▶ **ESERCIZIO ASSEGNATO 1**
Trascriva integralmente, senza alcuna modifica, il testo sul Mose riportato di seguito.

Il Mose non salverà Venezia

Riflessioni a un anno dall’aqua granda che ha travolto Venezia

12 / 11 / 2020

È passato un anno dall’aqua granda che ha travolto Venezia. Quei 187 centimetri di terrore rimarranno impressi nella memoria, simbolo di un’epoca oscura che non si sta avvicinando, è già qui, e alla quale nessuno ha voluto contrapporre misure di prevenzione o di contenimento. Nella memoria infatti sono rimaste fissate anche le parole del sindaco, disgraziatamente riconfermato in carica due mesi fa: «sono evidentemente questi gli effetti dei cambiamenti climatici. Adesso si capisce che il Mose serve». Il Mose. Il Mose serve. Il Mose salverà Venezia. Forse è meglio fare un passo indietro per smontare questo castello di bugie.

La “brillante” idea del Modulo Sperimentale Elettromeccanico, meglio conosciuto come MoSE, risale ai mirabolanti anni ’80 ma solo nel 2003 sono iniziati i lavori di “distruzione della laguna”. Vent’anni di polemiche per decidere il più inutile e costoso progetto di salvaguardia, vent’anni di lavori e di proteste in attesa della sua - ancora non definitiva - realizzazione. Oggi, dopo tre utilizzi riusciti in modalità stress-test, abbiamo assistito alle parole di trionfo di quanti in questi quarant’anni si sono prodigati, anche e soprattutto illecitamente, per la sua realizzazione. Parole riprese con enfasi da tutte le principali testate giornalistiche: il Mose ha già salvato Venezia. Ma siamo sicuri che sia proprio così? Siamo sicuri che un’opera statica piantata sul fondo di un ecosistema fragile e in continua mutazione come una laguna possa mettere la parola fine al problema dell’acqua alta?

▶ **MATERIALE DI LAVORO**
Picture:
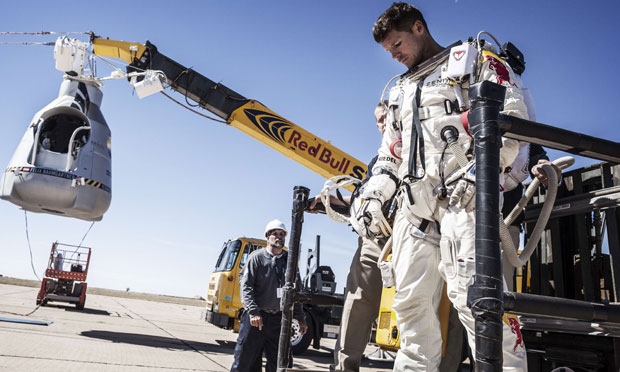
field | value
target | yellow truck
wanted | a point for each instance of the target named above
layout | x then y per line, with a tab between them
224	301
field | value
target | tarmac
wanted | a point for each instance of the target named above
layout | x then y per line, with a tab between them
124	334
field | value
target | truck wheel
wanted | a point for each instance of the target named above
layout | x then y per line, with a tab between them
80	305
299	342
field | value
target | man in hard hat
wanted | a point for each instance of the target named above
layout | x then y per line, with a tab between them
261	291
432	187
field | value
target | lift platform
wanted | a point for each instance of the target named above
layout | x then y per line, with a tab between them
65	276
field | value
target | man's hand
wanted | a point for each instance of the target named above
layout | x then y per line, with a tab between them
256	321
539	173
462	187
333	201
370	220
464	195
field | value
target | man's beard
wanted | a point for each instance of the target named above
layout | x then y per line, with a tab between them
276	244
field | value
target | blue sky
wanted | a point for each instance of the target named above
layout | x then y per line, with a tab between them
182	185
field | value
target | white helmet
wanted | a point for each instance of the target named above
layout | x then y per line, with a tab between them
275	225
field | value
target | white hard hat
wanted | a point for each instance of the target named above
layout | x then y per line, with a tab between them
275	225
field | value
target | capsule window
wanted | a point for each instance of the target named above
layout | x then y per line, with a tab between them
56	132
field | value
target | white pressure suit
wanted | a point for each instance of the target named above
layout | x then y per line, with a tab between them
423	222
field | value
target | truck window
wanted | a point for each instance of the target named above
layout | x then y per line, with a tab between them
229	256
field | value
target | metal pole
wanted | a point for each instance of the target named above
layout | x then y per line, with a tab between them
536	305
486	294
300	201
318	251
559	139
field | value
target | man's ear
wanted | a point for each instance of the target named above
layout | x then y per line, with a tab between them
417	27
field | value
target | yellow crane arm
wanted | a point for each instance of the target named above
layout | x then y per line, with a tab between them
247	115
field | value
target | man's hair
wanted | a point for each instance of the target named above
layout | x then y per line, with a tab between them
399	17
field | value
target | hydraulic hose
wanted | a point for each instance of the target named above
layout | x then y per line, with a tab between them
508	248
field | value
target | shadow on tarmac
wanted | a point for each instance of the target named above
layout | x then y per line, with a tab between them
73	309
160	341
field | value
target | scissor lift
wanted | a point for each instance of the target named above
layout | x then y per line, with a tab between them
65	276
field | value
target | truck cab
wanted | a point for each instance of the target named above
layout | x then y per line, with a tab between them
223	297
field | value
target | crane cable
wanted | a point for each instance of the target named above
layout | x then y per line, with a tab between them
29	247
192	110
46	33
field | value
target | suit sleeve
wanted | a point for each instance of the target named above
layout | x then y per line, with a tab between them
495	70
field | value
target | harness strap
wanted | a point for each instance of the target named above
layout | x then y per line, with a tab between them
417	139
424	225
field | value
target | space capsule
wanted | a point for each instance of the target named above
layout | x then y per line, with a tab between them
62	165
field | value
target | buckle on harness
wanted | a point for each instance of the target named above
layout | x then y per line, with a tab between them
451	107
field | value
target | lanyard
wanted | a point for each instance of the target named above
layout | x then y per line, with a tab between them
280	270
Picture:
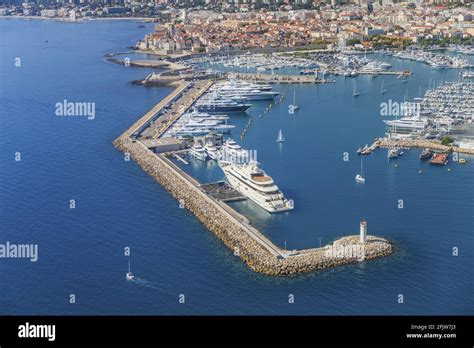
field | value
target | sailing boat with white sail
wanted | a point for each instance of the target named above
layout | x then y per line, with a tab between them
382	90
280	138
360	177
355	93
295	107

▶ **ESERCIZIO ASSEGNATO 2**
Selezioni e copi ogni riga dei record qui sopra che contiene la parola "white", distinguendo tra maiuscole e minuscole.

▶ **SOLUZIONE SVOLTA 1**
Il Mose non salverà Venezia

Riflessioni a un anno dall’aqua granda che ha travolto Venezia

12 / 11 / 2020

È passato un anno dall’aqua granda che ha travolto Venezia. Quei 187 centimetri di terrore rimarranno impressi nella memoria, simbolo di un’epoca oscura che non si sta avvicinando, è già qui, e alla quale nessuno ha voluto contrapporre misure di prevenzione o di contenimento. Nella memoria infatti sono rimaste fissate anche le parole del sindaco, disgraziatamente riconfermato in carica due mesi fa: «sono evidentemente questi gli effetti dei cambiamenti climatici. Adesso si capisce che il Mose serve». Il Mose. Il Mose serve. Il Mose salverà Venezia. Forse è meglio fare un passo indietro per smontare questo castello di bugie.

La “brillante” idea del Modulo Sperimentale Elettromeccanico, meglio conosciuto come MoSE, risale ai mirabolanti anni ’80 ma solo nel 2003 sono iniziati i lavori di “distruzione della laguna”. Vent’anni di polemiche per decidere il più inutile e costoso progetto di salvaguardia, vent’anni di lavori e di proteste in attesa della sua - ancora non definitiva - realizzazione. Oggi, dopo tre utilizzi riusciti in modalità stress-test, abbiamo assistito alle parole di trionfo di quanti in questi quarant’anni si sono prodigati, anche e soprattutto illecitamente, per la sua realizzazione. Parole riprese con enfasi da tutte le principali testate giornalistiche: il Mose ha già salvato Venezia. Ma siamo sicuri che sia proprio così? Siamo sicuri che un’opera statica piantata sul fondo di un ecosistema fragile e in continua mutazione come una laguna possa mettere la parola fine al problema dell’acqua alta?

▶ **SOLUZIONE SVOLTA 2**
target | white helmet
target | white hard hat
target | white pressure suit
target | sailing boat with white sail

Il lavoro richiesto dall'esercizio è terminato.